Omit the images, then print each record below exactly as it reads.

Stored data entries -
== == ==

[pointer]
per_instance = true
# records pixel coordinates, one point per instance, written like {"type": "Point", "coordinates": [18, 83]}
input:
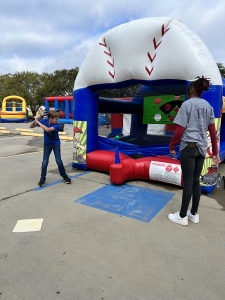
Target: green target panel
{"type": "Point", "coordinates": [161, 109]}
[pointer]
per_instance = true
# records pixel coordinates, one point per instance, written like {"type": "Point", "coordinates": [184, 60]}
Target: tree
{"type": "Point", "coordinates": [129, 91]}
{"type": "Point", "coordinates": [34, 87]}
{"type": "Point", "coordinates": [60, 83]}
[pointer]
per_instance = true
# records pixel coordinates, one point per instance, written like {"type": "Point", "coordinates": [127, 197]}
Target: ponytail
{"type": "Point", "coordinates": [200, 85]}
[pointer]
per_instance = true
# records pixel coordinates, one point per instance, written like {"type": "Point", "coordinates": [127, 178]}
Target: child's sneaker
{"type": "Point", "coordinates": [193, 218]}
{"type": "Point", "coordinates": [41, 182]}
{"type": "Point", "coordinates": [177, 219]}
{"type": "Point", "coordinates": [67, 179]}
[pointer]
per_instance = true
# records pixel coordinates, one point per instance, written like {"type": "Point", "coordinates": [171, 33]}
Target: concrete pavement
{"type": "Point", "coordinates": [85, 253]}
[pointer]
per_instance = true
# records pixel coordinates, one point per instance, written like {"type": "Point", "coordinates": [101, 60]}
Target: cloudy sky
{"type": "Point", "coordinates": [48, 35]}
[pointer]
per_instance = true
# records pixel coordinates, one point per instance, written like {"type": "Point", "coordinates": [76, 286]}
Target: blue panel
{"type": "Point", "coordinates": [66, 109]}
{"type": "Point", "coordinates": [128, 200]}
{"type": "Point", "coordinates": [66, 121]}
{"type": "Point", "coordinates": [214, 97]}
{"type": "Point", "coordinates": [71, 107]}
{"type": "Point", "coordinates": [13, 120]}
{"type": "Point", "coordinates": [46, 104]}
{"type": "Point", "coordinates": [114, 132]}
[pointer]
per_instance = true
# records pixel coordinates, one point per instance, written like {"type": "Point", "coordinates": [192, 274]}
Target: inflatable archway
{"type": "Point", "coordinates": [160, 53]}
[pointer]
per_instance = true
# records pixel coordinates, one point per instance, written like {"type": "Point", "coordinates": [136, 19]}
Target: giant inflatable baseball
{"type": "Point", "coordinates": [163, 55]}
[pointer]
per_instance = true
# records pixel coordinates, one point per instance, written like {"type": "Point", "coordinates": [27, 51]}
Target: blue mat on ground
{"type": "Point", "coordinates": [128, 200]}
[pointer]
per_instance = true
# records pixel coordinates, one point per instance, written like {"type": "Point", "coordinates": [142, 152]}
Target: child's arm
{"type": "Point", "coordinates": [33, 124]}
{"type": "Point", "coordinates": [47, 129]}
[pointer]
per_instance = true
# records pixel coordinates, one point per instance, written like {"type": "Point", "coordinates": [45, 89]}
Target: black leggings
{"type": "Point", "coordinates": [191, 164]}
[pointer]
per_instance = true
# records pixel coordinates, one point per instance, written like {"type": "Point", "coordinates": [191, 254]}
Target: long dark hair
{"type": "Point", "coordinates": [200, 85]}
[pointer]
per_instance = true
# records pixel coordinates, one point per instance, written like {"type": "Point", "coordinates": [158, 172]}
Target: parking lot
{"type": "Point", "coordinates": [86, 253]}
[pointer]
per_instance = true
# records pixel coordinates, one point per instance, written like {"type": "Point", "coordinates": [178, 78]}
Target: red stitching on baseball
{"type": "Point", "coordinates": [103, 44]}
{"type": "Point", "coordinates": [155, 47]}
{"type": "Point", "coordinates": [155, 44]}
{"type": "Point", "coordinates": [108, 52]}
{"type": "Point", "coordinates": [151, 58]}
{"type": "Point", "coordinates": [163, 30]}
{"type": "Point", "coordinates": [149, 72]}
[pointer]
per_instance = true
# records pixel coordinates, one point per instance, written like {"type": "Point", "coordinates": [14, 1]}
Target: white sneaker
{"type": "Point", "coordinates": [177, 219]}
{"type": "Point", "coordinates": [193, 218]}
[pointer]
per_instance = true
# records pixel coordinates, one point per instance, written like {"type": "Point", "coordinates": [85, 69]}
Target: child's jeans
{"type": "Point", "coordinates": [57, 152]}
{"type": "Point", "coordinates": [191, 164]}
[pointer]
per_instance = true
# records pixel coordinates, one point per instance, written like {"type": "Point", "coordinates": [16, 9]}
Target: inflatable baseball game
{"type": "Point", "coordinates": [163, 55]}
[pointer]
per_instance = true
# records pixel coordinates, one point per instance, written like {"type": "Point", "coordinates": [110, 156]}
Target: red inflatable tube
{"type": "Point", "coordinates": [101, 160]}
{"type": "Point", "coordinates": [158, 168]}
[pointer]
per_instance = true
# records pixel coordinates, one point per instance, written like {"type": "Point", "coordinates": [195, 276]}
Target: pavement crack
{"type": "Point", "coordinates": [12, 196]}
{"type": "Point", "coordinates": [87, 179]}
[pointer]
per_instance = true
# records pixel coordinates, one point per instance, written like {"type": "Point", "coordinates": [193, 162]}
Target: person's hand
{"type": "Point", "coordinates": [36, 118]}
{"type": "Point", "coordinates": [173, 153]}
{"type": "Point", "coordinates": [216, 159]}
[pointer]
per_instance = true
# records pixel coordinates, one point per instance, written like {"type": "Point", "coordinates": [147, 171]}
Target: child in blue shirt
{"type": "Point", "coordinates": [50, 126]}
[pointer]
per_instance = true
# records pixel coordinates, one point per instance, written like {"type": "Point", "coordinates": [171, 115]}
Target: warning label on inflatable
{"type": "Point", "coordinates": [166, 172]}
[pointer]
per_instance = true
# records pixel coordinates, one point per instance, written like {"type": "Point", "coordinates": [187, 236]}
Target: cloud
{"type": "Point", "coordinates": [42, 35]}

== == ==

TASK RESULT -
[pointer]
per_instance = true
# records pixel coordinates, one point per instance, written like {"type": "Point", "coordinates": [18, 83]}
input:
Target: green target panel
{"type": "Point", "coordinates": [161, 109]}
[pointer]
per_instance = true
# records pixel coordinates, one point per instance, written like {"type": "Point", "coordinates": [184, 60]}
Target: tree
{"type": "Point", "coordinates": [129, 91]}
{"type": "Point", "coordinates": [34, 87]}
{"type": "Point", "coordinates": [60, 83]}
[pointer]
per_instance = true
# records pixel coordinates, one point per instance, written like {"type": "Point", "coordinates": [127, 197]}
Target: ponytail
{"type": "Point", "coordinates": [200, 85]}
[pointer]
per_instance = true
# records pixel coordinates, one point per instance, written like {"type": "Point", "coordinates": [127, 178]}
Target: child's sneaker
{"type": "Point", "coordinates": [193, 218]}
{"type": "Point", "coordinates": [41, 182]}
{"type": "Point", "coordinates": [177, 219]}
{"type": "Point", "coordinates": [67, 179]}
[pointer]
per_instance = true
# records pixel coordinates, one point per instance, written like {"type": "Point", "coordinates": [171, 33]}
Target: concrete pavement
{"type": "Point", "coordinates": [85, 253]}
[pointer]
per_instance = true
# records pixel coordinates, one point per instance, written like {"type": "Point", "coordinates": [101, 60]}
Target: cloudy sky
{"type": "Point", "coordinates": [48, 35]}
[pointer]
per_instance = true
# records pixel coordinates, one point per instance, written like {"type": "Point", "coordinates": [76, 286]}
Target: blue panel
{"type": "Point", "coordinates": [66, 109]}
{"type": "Point", "coordinates": [128, 200]}
{"type": "Point", "coordinates": [66, 121]}
{"type": "Point", "coordinates": [214, 97]}
{"type": "Point", "coordinates": [71, 107]}
{"type": "Point", "coordinates": [13, 120]}
{"type": "Point", "coordinates": [46, 104]}
{"type": "Point", "coordinates": [114, 132]}
[pointer]
per_instance = true
# records pixel coordinates, one point per instance, written like {"type": "Point", "coordinates": [192, 274]}
Target: inflatable archway
{"type": "Point", "coordinates": [160, 53]}
[pointer]
per_instance = true
# records pixel coordinates, one point per instance, written like {"type": "Point", "coordinates": [136, 19]}
Target: giant inflatable baseball
{"type": "Point", "coordinates": [163, 55]}
[pointer]
per_instance = true
# records pixel coordinates, one point per instance, written like {"type": "Point", "coordinates": [27, 51]}
Target: blue mat on ground
{"type": "Point", "coordinates": [128, 200]}
[pointer]
per_instance = true
# records pixel coordinates, one point per instance, written like {"type": "Point", "coordinates": [142, 152]}
Target: child's arm
{"type": "Point", "coordinates": [33, 124]}
{"type": "Point", "coordinates": [47, 129]}
[pointer]
per_instance = true
# records pixel coordinates, one point per instance, written like {"type": "Point", "coordinates": [45, 89]}
Target: black leggings
{"type": "Point", "coordinates": [191, 164]}
[pointer]
per_instance = true
# records pixel coordinates, one point per instance, written like {"type": "Point", "coordinates": [191, 254]}
Target: long dark hair
{"type": "Point", "coordinates": [200, 85]}
[pointer]
per_instance = true
# records pixel coordinates, one point per instance, written like {"type": "Point", "coordinates": [158, 172]}
Target: parking lot
{"type": "Point", "coordinates": [86, 253]}
[pointer]
per_instance = true
# records pixel coordinates, one point per instance, written like {"type": "Point", "coordinates": [178, 78]}
Target: red stitching on baseball
{"type": "Point", "coordinates": [103, 44]}
{"type": "Point", "coordinates": [155, 47]}
{"type": "Point", "coordinates": [155, 44]}
{"type": "Point", "coordinates": [108, 52]}
{"type": "Point", "coordinates": [151, 58]}
{"type": "Point", "coordinates": [163, 30]}
{"type": "Point", "coordinates": [149, 72]}
[pointer]
per_instance = true
# records pixel coordinates, one point per instance, written like {"type": "Point", "coordinates": [14, 1]}
Target: white sneaker
{"type": "Point", "coordinates": [177, 219]}
{"type": "Point", "coordinates": [193, 218]}
[pointer]
per_instance = true
# records pixel coordinates, one point per instance, written like {"type": "Point", "coordinates": [85, 69]}
Target: child's jeans
{"type": "Point", "coordinates": [57, 152]}
{"type": "Point", "coordinates": [191, 164]}
[pointer]
per_instance = true
# records pixel coordinates, one point per instance, written like {"type": "Point", "coordinates": [16, 9]}
Target: inflatable baseball game
{"type": "Point", "coordinates": [163, 55]}
[pointer]
per_instance = true
# records pixel coordinates, one point per instance, written like {"type": "Point", "coordinates": [110, 156]}
Target: red inflatable tube
{"type": "Point", "coordinates": [101, 160]}
{"type": "Point", "coordinates": [158, 168]}
[pointer]
per_instance = true
# records pixel coordinates, one point per instance, written like {"type": "Point", "coordinates": [195, 276]}
Target: pavement crack
{"type": "Point", "coordinates": [12, 196]}
{"type": "Point", "coordinates": [87, 179]}
[pointer]
per_instance = true
# records pixel coordinates, one point per instance, written like {"type": "Point", "coordinates": [193, 162]}
Target: person's hand
{"type": "Point", "coordinates": [36, 118]}
{"type": "Point", "coordinates": [173, 153]}
{"type": "Point", "coordinates": [216, 159]}
[pointer]
per_instance = true
# records pixel coordinates, one point per instance, written like {"type": "Point", "coordinates": [147, 171]}
Target: child in blue shirt
{"type": "Point", "coordinates": [50, 126]}
[pointer]
per_instance = true
# records pixel coordinates, one point per instance, written like {"type": "Point", "coordinates": [171, 115]}
Target: warning label on inflatable
{"type": "Point", "coordinates": [166, 172]}
[pointer]
per_instance = true
# records pixel coordinates, one point per instance, written like {"type": "Point", "coordinates": [187, 236]}
Target: cloud
{"type": "Point", "coordinates": [42, 35]}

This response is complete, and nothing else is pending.